Problem 1:
Please list the three topics that the weight sparsification section says it will explore.
Problem 2:
In the weight sparsification section, what name is given to the technique of naively dropping the smallest weights?

Selected text:
13.3 Weight Sparsification

While quantization shrinks the memory footprint of each weight by reducing its numerical precision, sparsification (or pruning) aims to eliminate weights entirely. If a parameter does not meaningfully contribute to the model’s output, it is set to zero. This reduces memory requirements and, crucially, physically eliminates the floating-point operations (FLOPs) required during inference.

However, Large Language Models (LLMs) exhibit highly sensitive internal representations. Naively dropping the smallest weights—a technique known as magnitude pruning—destroys the model’s reasoning capabilities at high sparsity levels. Modern LLM sparsification requires advanced algorithms that evaluate the complex interplay between weights and activations.

In this section, we explore the engineering realities of structural constraints, the mathematics of one-shot Hessian pruning, and the modern algorithms that prune weights based on activation dynamics.

Data supplied:
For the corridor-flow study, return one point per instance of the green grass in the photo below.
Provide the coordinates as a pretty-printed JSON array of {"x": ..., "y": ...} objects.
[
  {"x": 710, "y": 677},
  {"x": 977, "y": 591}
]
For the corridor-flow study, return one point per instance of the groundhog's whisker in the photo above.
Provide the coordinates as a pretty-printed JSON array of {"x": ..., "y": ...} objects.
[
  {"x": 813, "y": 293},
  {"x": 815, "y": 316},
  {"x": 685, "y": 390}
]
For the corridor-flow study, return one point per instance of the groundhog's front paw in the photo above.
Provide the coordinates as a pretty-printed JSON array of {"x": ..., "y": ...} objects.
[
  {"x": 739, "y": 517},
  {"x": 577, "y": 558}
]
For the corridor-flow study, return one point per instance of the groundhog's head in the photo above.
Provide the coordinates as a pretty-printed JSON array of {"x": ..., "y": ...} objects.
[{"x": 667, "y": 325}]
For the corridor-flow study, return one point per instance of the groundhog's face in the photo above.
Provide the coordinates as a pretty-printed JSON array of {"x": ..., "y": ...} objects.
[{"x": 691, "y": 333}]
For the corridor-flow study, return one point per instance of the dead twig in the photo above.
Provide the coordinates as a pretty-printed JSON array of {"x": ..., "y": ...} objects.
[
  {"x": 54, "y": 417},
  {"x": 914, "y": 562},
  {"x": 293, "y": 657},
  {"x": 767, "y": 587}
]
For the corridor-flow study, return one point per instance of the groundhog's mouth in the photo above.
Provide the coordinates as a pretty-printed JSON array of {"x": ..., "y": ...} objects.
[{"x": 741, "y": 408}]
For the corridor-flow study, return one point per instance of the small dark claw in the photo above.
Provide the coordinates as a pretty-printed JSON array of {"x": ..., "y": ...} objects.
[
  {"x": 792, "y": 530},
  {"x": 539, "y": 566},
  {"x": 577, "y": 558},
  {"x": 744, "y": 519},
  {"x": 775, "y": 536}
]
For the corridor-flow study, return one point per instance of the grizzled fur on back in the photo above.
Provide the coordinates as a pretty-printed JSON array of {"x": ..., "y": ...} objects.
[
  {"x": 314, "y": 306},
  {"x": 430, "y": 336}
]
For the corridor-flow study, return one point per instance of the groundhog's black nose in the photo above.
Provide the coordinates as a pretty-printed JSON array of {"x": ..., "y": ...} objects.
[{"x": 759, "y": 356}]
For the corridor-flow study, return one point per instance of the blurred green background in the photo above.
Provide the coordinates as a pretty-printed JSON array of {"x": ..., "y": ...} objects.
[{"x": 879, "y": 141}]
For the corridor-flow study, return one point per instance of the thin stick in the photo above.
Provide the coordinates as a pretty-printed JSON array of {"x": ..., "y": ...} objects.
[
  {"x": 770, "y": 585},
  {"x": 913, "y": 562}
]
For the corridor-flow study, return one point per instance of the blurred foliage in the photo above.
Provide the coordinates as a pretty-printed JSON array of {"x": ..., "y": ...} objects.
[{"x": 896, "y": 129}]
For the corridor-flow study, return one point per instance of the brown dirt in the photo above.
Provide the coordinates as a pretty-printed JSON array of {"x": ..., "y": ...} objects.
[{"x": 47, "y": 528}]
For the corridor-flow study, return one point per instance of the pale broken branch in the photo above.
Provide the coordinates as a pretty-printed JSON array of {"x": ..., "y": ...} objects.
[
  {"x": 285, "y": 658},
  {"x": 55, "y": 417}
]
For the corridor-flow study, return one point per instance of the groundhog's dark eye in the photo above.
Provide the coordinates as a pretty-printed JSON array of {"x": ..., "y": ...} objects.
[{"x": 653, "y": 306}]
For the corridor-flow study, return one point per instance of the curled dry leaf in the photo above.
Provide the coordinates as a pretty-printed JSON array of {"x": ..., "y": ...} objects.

Answer space 1:
- The engineering realities of structural constraints
- The mathematics of one-shot Hessian pruning
- The modern algorithms that prune weights based on activation dynamics

Answer space 2:
Magnitude pruning.